PROBLEM TO SOLVE: If a line below contains the string "cloud", copy it out.

Point-per-instance localization data:
•••••
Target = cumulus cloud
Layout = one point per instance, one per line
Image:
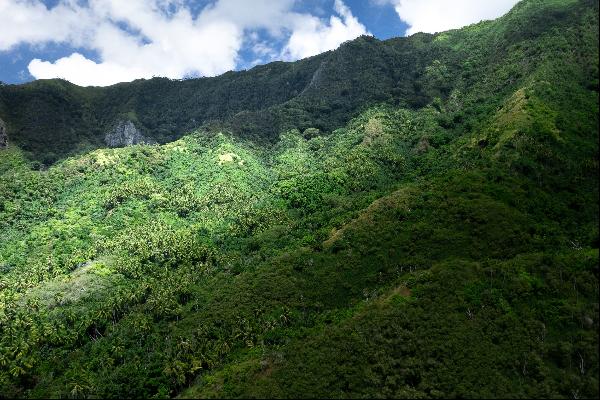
(439, 15)
(144, 38)
(311, 36)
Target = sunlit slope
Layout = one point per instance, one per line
(443, 249)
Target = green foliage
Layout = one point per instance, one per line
(442, 242)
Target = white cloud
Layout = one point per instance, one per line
•••••
RESPONSE TO THIS EXERCISE:
Target = cumulus cloud
Target = white cloud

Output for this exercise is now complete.